**TASK BRIEF**
Rewrite the institute post starting at "This weekend is" and ending at "is caring, right?", swapping "mini presentation" for "short presentation".

**PASSAGE SHOWN**
This weekend is the first convening of the 2013 Intermedia Arts Creative Community Leadership Institute. Our first assignment is to prepare a mini presentation on where we would like to be in 5 years in the practice of arts and community engagement, and what we would like to glean from this institute. Therefore, I am referring back to my original application for the program, and remembered that I wanted to share parts of that here. I have a post that I’m writing about some of my feelings and impressions from our first orientation, but here is part of my original letter of intent. It’s long, I know. Sharing is caring, right?

**MATERIAL SHOWN**
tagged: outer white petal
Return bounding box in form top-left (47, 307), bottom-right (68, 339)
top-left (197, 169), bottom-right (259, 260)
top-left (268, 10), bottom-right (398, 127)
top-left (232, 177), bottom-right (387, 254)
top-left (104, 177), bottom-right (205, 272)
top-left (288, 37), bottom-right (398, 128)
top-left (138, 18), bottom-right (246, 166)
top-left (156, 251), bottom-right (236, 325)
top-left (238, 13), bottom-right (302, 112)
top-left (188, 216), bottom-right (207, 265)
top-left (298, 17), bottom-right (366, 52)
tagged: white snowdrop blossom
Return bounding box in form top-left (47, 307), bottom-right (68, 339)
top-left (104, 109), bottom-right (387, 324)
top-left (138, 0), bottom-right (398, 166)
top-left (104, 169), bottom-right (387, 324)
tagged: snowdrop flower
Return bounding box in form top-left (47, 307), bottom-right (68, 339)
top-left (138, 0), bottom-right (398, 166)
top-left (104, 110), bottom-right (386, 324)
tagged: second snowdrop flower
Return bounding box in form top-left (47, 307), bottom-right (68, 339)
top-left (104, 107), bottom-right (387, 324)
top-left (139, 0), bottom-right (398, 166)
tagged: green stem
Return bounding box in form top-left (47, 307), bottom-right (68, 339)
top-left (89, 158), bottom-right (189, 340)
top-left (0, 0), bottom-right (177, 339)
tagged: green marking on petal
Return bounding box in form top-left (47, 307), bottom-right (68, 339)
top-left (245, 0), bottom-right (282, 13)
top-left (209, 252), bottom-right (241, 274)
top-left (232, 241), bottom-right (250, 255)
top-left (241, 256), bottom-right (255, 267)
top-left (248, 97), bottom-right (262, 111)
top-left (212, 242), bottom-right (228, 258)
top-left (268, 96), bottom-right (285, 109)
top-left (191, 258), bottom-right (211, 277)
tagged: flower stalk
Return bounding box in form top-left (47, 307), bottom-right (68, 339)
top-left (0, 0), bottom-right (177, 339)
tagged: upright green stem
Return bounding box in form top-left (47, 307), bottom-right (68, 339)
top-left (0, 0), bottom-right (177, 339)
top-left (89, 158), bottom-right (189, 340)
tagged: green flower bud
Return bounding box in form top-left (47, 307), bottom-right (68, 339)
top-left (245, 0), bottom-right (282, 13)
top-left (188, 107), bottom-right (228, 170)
---
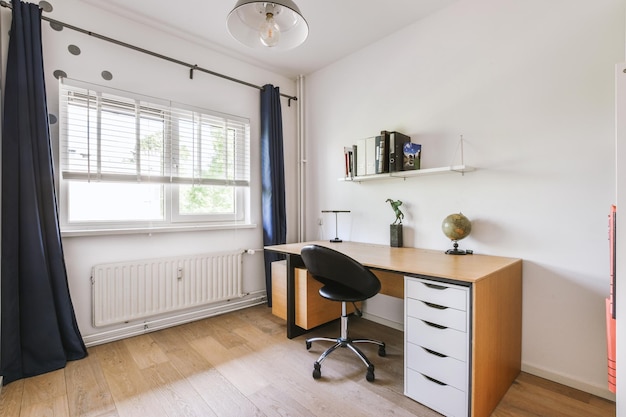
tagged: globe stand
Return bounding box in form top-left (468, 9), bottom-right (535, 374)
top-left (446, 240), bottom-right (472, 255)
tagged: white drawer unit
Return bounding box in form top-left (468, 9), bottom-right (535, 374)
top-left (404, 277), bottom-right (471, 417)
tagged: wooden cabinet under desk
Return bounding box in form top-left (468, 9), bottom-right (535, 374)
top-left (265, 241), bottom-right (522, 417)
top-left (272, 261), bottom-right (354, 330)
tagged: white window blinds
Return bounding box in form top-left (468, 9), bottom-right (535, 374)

**EXPECTED OUTPUT**
This weekend is the first convening of the 2013 Intermedia Arts Creative Community Leadership Institute. Our first assignment is to prepare a short presentation on where we would like to be in 5 years in the practice of arts and community engagement, and what we would like to glean from this institute. Therefore, I am referring back to my original application for the program, and remembered that I wanted to share parts of that here. I have a post that I’m writing about some of my feelings and impressions from our first orientation, but here is part of my original letter of intent. It’s long, I know. Sharing is caring, right?